_Data in this exercise_
=-=-=

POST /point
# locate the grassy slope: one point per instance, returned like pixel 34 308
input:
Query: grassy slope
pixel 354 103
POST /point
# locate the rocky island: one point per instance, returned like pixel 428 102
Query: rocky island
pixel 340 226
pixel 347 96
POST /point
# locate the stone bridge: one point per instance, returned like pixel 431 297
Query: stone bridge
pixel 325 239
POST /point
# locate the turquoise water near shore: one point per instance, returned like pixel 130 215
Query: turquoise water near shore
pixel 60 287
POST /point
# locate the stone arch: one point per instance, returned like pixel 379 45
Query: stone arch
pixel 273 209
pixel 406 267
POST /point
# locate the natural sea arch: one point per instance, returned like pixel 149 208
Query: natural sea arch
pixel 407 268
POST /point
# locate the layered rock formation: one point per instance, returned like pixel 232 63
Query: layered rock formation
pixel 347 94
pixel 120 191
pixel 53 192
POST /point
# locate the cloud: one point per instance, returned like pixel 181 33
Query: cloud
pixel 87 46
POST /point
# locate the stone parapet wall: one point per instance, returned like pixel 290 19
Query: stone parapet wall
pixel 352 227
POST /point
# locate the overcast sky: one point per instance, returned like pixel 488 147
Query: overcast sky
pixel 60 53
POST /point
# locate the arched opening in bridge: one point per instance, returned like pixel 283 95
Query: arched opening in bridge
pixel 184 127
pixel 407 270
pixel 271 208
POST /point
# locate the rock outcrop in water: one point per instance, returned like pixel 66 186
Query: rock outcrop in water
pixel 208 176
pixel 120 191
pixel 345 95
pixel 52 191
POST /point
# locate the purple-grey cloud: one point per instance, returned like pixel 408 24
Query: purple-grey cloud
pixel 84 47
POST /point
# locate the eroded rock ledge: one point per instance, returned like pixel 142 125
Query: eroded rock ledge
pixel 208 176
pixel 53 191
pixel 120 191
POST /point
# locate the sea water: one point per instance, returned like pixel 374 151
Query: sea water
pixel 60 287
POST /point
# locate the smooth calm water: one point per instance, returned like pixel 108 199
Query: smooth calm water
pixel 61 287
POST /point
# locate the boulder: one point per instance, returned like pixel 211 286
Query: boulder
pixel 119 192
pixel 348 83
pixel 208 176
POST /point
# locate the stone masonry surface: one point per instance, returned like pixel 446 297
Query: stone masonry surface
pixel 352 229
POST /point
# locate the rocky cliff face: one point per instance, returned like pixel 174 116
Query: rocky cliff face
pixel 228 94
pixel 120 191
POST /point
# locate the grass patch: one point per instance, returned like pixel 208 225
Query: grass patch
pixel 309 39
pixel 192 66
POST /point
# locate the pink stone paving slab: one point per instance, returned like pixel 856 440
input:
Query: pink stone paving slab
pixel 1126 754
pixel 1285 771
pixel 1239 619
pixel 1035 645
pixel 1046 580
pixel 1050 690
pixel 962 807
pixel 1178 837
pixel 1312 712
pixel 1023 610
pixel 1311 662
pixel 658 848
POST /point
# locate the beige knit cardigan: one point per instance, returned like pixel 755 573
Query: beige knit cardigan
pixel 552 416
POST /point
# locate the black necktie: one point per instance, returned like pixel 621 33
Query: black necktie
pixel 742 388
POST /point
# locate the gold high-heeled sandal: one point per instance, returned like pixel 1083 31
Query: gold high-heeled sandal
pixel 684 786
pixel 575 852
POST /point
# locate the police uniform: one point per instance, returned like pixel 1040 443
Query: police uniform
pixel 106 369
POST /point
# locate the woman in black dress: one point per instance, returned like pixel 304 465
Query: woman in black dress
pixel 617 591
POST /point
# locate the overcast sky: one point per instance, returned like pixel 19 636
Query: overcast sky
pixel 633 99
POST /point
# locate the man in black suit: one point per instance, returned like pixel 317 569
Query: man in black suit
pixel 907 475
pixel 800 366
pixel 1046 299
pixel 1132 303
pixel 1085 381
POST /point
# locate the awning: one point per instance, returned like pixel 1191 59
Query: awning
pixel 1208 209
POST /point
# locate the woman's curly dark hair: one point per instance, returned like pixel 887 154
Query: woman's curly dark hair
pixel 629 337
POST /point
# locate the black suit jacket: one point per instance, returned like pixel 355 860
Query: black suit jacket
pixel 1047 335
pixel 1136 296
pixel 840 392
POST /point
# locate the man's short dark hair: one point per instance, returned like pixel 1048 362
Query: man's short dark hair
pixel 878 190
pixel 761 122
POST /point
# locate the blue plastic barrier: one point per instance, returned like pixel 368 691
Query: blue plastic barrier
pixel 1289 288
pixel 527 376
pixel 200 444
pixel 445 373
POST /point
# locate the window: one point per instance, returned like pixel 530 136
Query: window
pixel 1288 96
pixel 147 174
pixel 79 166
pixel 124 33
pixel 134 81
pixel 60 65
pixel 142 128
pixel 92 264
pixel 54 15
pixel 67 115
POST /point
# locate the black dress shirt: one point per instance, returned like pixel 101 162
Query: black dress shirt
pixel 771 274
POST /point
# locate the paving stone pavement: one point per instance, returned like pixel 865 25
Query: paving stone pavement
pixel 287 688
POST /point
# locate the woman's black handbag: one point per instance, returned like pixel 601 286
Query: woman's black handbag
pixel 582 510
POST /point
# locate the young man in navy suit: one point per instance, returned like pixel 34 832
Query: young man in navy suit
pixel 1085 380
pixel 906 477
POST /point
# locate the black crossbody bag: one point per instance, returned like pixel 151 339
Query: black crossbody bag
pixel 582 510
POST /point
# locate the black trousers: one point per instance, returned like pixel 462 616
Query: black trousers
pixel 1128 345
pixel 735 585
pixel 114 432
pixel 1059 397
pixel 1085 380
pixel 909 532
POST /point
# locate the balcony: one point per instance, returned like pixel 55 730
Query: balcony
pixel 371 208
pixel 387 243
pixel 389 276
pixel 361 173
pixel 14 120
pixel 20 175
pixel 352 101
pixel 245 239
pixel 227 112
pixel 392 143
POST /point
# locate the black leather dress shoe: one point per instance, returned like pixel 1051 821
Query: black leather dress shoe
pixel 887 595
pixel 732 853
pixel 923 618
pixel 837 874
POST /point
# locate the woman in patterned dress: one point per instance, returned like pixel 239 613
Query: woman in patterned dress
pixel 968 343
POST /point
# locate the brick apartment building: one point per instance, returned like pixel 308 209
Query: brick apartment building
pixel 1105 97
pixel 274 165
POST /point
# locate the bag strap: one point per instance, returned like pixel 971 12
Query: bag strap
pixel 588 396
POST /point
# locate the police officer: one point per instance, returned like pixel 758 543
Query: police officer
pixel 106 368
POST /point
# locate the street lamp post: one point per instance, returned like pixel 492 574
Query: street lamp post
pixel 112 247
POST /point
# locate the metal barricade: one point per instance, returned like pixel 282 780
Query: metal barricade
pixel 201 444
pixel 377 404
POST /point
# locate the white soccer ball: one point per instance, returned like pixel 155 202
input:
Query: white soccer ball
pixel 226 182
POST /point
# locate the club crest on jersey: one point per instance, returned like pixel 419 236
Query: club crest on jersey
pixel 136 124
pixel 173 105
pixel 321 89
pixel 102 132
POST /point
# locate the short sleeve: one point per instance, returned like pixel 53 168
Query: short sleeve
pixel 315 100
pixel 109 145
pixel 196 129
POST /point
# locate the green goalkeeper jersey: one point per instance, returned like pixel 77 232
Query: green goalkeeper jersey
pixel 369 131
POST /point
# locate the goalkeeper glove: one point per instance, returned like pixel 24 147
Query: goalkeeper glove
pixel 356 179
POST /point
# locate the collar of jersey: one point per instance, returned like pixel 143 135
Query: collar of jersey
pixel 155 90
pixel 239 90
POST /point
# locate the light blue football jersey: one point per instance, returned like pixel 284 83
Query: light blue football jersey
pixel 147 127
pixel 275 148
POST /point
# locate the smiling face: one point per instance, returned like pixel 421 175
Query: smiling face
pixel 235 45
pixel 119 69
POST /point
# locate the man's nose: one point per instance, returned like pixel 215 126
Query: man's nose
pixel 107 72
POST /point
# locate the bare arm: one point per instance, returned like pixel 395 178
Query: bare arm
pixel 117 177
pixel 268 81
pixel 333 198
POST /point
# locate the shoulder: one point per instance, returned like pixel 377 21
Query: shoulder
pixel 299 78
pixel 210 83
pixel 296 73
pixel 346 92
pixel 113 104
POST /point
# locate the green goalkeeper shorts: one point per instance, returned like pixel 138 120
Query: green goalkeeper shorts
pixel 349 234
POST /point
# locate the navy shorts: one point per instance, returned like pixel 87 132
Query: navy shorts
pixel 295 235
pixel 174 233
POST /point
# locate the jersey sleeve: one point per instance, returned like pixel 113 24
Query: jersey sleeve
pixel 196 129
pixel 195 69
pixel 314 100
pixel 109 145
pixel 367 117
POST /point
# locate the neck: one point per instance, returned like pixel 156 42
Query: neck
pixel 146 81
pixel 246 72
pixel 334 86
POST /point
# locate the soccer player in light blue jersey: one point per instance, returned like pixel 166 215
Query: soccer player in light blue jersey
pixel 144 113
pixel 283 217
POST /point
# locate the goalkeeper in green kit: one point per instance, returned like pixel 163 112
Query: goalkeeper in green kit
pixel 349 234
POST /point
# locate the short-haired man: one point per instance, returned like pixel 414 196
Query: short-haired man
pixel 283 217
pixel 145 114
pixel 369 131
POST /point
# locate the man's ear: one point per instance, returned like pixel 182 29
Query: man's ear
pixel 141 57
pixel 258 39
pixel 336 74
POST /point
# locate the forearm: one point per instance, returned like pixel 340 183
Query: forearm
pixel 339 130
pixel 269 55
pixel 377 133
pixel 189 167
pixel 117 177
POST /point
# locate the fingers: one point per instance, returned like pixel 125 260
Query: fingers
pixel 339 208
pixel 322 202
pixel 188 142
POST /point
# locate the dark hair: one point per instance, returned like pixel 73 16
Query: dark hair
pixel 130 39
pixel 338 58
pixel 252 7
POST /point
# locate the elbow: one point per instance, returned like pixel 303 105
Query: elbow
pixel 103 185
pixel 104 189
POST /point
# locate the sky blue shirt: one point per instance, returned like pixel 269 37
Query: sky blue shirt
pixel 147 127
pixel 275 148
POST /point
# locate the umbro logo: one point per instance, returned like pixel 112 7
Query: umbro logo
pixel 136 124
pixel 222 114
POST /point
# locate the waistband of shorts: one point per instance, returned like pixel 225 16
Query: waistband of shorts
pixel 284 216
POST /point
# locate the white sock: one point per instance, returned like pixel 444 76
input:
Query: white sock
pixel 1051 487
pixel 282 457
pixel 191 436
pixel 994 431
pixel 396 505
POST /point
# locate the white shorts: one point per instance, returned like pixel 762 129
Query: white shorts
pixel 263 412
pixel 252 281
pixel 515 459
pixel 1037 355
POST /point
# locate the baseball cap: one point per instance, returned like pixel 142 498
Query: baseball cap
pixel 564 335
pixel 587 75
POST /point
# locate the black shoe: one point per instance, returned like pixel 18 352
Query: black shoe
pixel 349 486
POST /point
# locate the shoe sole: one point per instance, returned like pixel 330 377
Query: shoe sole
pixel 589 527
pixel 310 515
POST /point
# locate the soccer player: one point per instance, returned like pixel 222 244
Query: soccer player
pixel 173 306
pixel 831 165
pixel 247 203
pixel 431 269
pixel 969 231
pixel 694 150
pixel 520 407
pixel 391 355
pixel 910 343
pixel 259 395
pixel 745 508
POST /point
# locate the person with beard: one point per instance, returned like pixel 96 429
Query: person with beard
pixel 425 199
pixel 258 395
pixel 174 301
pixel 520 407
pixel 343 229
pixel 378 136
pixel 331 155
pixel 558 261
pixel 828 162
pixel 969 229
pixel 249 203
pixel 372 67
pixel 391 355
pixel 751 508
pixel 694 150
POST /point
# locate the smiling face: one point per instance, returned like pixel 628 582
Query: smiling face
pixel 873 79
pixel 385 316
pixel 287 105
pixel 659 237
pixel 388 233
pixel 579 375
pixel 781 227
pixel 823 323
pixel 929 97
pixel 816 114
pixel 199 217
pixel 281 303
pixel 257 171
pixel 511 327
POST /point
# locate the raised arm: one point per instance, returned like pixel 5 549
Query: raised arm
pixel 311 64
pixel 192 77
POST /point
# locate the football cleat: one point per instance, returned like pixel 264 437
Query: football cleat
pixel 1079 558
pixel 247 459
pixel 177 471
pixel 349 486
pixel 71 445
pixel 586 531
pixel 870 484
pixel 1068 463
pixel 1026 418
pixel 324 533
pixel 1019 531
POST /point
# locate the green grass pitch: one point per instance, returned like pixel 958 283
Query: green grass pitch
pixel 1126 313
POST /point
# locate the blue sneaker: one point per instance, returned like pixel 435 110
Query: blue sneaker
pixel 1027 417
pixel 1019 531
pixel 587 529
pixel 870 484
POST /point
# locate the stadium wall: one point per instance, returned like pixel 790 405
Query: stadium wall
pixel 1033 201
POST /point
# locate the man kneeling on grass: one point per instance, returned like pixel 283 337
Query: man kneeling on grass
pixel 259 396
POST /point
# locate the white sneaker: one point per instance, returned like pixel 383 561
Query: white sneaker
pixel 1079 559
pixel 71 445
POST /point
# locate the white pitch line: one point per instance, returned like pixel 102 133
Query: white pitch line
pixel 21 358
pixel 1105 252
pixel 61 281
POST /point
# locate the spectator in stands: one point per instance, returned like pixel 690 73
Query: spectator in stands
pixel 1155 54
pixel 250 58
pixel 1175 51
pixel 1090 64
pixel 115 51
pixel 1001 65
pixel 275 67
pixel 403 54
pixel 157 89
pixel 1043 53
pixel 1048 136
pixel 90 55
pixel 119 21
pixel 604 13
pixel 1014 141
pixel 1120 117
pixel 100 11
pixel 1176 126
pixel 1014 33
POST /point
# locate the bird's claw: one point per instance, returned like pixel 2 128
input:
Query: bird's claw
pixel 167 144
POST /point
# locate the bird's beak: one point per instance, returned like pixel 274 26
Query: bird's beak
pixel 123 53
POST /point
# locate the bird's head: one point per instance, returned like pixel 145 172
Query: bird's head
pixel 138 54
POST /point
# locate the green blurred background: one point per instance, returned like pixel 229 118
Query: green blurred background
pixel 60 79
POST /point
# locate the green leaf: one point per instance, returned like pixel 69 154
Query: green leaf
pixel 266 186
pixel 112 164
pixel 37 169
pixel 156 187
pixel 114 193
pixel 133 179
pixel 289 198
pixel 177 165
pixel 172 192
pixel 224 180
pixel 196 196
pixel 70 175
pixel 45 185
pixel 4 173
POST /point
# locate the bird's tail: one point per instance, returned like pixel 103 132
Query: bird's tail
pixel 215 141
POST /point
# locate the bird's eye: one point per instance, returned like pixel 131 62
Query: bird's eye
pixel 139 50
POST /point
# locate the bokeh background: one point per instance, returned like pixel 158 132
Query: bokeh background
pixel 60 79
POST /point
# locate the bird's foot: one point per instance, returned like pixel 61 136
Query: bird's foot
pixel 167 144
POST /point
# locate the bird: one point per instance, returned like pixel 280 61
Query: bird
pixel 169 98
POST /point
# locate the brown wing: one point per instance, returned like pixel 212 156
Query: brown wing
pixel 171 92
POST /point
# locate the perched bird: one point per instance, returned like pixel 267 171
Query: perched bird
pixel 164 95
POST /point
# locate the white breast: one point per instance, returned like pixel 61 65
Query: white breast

=-=-=

_Task instructions_
Count the lines in the listing above that contain the string "bare" and give only that number.

_Right answer_
2